Work request:
Within this material, how many lines include the word "skyline"? Answer with a number and nothing more.

Supplied records:
|---|
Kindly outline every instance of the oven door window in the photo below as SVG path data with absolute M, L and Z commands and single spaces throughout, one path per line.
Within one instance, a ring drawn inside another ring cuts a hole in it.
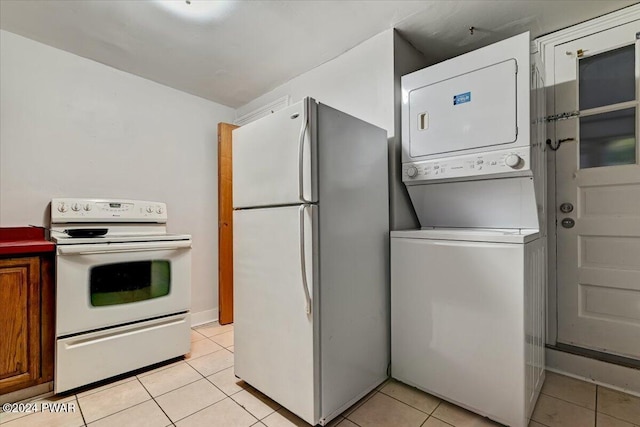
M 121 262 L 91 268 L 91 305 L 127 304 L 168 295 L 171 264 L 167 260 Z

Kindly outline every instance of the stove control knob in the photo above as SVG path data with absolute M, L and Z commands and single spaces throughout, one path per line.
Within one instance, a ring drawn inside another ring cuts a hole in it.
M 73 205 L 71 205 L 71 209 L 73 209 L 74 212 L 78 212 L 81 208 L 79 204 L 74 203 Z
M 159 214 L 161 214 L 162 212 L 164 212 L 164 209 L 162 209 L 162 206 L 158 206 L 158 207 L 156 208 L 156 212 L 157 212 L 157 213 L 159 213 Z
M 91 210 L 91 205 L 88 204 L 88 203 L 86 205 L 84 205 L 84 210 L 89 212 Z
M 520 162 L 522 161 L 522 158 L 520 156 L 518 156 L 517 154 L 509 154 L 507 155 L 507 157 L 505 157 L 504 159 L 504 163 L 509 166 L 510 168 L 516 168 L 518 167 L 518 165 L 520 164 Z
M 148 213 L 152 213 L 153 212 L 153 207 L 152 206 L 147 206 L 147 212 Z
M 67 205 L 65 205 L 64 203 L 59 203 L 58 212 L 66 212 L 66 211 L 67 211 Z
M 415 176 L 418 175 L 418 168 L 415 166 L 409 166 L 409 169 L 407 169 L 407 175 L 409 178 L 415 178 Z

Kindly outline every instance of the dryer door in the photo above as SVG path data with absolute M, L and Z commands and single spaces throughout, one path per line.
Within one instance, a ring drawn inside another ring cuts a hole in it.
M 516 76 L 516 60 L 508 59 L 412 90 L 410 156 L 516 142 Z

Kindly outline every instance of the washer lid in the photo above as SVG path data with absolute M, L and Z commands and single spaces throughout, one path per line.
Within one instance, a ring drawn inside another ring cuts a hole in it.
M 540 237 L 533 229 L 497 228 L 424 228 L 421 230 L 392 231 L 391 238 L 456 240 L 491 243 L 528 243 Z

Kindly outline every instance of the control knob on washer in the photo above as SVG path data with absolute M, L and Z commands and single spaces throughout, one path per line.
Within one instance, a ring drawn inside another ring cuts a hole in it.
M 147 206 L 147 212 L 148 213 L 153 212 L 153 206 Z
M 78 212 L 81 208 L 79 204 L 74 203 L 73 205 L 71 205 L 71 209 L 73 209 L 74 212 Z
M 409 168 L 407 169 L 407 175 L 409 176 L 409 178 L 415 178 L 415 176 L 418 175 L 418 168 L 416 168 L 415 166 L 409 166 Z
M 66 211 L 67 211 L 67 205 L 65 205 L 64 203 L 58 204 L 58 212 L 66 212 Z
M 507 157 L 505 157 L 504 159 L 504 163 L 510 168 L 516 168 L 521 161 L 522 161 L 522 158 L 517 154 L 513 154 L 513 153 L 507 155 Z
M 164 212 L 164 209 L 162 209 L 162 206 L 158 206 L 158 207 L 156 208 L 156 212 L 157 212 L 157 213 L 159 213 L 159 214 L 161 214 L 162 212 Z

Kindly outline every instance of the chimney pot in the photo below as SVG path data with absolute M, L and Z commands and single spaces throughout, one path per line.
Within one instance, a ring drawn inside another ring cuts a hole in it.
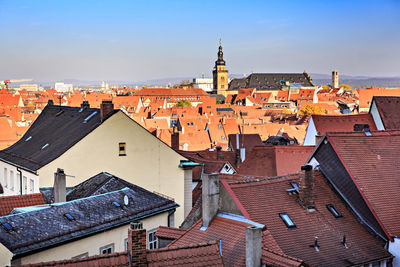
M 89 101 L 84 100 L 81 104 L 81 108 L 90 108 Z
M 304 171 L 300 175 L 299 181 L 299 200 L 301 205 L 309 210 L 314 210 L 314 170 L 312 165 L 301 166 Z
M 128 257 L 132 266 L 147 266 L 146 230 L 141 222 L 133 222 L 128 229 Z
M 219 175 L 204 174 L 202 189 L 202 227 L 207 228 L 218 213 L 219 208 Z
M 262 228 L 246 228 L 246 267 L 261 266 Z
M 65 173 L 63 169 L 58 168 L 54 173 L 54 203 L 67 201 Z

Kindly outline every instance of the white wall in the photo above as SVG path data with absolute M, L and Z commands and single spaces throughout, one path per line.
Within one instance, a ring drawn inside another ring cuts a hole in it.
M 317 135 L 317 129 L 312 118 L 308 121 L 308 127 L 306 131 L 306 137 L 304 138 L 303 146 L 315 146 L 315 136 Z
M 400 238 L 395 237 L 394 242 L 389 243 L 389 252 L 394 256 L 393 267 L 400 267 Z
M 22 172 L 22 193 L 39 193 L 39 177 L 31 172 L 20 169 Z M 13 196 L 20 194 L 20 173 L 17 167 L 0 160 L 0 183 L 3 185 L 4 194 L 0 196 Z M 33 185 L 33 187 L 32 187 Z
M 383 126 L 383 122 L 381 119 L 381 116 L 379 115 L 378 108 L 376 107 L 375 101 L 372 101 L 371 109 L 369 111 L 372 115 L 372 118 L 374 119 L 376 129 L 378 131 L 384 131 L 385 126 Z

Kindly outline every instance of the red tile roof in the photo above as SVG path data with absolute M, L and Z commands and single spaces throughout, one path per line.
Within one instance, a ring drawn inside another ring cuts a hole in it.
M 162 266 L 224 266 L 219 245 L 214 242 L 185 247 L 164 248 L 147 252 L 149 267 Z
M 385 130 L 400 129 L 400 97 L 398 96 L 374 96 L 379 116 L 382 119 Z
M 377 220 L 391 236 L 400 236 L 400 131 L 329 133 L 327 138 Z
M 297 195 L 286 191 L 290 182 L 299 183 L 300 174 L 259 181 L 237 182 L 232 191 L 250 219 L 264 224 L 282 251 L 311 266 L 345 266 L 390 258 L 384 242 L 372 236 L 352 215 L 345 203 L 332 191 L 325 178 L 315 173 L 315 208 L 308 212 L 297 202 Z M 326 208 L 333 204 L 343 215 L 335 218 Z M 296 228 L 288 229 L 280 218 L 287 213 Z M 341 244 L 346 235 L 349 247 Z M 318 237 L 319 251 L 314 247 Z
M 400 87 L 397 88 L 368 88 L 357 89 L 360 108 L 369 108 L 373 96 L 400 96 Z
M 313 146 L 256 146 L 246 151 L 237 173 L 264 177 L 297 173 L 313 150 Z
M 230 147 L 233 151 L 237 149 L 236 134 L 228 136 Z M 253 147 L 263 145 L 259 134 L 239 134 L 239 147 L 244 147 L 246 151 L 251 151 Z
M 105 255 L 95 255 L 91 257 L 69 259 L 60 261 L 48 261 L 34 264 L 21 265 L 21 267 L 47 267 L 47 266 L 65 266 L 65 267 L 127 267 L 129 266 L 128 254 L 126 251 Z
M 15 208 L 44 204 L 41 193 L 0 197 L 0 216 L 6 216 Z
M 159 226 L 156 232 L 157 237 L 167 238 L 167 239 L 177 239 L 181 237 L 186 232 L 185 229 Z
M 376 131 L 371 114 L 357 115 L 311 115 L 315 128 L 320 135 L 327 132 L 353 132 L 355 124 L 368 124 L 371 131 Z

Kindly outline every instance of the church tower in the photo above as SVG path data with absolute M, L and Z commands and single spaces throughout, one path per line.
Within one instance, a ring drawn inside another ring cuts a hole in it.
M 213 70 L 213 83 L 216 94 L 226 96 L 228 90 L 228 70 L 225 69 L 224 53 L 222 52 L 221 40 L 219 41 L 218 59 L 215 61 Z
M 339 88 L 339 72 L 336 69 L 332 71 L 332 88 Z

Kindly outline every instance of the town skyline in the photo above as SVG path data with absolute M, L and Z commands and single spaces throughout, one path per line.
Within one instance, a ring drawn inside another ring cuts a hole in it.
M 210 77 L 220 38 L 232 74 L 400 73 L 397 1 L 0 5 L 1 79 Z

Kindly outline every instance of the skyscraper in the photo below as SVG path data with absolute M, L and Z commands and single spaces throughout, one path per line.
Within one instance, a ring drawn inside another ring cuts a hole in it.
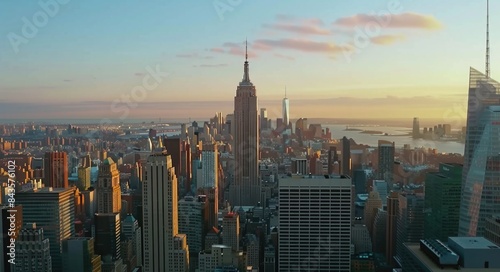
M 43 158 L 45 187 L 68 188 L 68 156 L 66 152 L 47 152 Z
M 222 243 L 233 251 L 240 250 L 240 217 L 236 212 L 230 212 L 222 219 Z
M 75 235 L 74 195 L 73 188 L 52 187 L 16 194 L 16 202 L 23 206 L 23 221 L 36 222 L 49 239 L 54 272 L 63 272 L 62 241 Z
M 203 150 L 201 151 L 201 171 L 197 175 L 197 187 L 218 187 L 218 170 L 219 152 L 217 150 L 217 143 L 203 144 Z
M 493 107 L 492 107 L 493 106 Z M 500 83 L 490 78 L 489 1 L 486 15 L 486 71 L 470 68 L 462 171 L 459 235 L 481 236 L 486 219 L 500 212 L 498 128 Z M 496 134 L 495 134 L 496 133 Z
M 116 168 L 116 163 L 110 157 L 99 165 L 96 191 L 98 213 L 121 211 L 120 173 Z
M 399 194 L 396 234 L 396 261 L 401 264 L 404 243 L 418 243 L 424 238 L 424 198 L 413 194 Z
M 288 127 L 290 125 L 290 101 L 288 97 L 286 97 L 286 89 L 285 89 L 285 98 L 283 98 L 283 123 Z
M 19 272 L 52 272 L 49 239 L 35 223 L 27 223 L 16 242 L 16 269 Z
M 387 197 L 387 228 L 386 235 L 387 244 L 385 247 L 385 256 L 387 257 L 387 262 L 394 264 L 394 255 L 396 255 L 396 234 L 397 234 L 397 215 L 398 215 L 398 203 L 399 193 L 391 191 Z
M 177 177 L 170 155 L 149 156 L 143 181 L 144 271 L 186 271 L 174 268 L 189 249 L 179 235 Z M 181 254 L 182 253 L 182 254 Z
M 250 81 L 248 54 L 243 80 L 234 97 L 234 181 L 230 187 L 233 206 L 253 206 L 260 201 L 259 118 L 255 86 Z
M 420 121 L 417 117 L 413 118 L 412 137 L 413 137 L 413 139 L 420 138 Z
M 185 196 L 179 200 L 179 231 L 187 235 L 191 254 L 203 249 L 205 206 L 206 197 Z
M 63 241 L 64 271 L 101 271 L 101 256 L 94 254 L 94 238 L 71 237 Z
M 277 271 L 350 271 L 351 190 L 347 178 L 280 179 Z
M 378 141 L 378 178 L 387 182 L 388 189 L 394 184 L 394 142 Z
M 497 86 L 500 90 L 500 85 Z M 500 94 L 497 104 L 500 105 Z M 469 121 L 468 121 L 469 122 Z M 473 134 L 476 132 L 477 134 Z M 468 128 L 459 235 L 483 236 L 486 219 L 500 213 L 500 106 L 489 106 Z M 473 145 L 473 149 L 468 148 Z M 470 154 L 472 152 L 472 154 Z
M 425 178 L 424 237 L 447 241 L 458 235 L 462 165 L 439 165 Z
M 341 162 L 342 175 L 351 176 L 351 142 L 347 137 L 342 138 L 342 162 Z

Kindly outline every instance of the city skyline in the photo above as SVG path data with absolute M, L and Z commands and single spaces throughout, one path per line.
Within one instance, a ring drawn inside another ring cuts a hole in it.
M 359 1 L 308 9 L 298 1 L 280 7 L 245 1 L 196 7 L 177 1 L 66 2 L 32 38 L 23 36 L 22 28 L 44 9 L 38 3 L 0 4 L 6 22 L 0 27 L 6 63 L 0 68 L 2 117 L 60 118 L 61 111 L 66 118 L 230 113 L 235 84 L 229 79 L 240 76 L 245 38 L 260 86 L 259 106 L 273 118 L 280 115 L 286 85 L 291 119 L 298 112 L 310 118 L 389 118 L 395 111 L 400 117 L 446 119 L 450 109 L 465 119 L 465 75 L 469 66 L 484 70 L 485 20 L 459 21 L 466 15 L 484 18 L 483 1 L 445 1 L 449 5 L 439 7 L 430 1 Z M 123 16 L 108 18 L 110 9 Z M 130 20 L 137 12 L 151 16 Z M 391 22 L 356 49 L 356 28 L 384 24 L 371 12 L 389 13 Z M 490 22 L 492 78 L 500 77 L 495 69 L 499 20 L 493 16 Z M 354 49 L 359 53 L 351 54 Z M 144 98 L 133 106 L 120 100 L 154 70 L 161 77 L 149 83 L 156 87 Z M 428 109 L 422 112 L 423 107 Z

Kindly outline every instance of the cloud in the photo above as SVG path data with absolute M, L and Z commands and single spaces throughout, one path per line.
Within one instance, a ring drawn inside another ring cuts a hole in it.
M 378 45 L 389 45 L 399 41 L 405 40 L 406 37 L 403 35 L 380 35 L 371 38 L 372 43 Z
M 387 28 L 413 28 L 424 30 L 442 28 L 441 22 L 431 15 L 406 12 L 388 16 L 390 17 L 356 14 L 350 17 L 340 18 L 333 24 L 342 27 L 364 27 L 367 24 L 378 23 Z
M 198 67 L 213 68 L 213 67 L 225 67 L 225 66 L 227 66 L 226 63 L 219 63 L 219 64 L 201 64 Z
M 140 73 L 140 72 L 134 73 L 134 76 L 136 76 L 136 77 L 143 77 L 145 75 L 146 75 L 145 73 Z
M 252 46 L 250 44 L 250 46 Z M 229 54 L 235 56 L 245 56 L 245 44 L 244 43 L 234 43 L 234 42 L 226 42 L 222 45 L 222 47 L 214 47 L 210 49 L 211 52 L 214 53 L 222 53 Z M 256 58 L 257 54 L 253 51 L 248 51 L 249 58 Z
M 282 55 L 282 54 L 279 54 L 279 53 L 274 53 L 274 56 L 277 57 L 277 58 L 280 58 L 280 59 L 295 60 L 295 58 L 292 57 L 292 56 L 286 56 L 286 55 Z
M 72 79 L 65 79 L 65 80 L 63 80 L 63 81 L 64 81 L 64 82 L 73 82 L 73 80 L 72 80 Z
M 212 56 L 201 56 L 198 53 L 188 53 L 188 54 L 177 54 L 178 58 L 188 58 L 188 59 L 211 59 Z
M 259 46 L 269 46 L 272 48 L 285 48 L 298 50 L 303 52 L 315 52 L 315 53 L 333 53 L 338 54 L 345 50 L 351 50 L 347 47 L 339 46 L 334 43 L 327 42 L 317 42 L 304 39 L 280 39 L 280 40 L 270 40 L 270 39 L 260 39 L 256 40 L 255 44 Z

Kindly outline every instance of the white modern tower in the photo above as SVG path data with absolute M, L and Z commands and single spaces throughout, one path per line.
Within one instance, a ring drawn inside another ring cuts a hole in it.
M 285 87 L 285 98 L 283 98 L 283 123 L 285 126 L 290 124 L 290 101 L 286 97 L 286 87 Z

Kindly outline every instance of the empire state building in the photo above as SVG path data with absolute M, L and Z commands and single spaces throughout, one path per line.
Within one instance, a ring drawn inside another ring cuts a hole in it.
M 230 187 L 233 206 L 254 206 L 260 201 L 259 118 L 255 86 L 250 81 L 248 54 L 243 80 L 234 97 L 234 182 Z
|---|
Response to the task:
2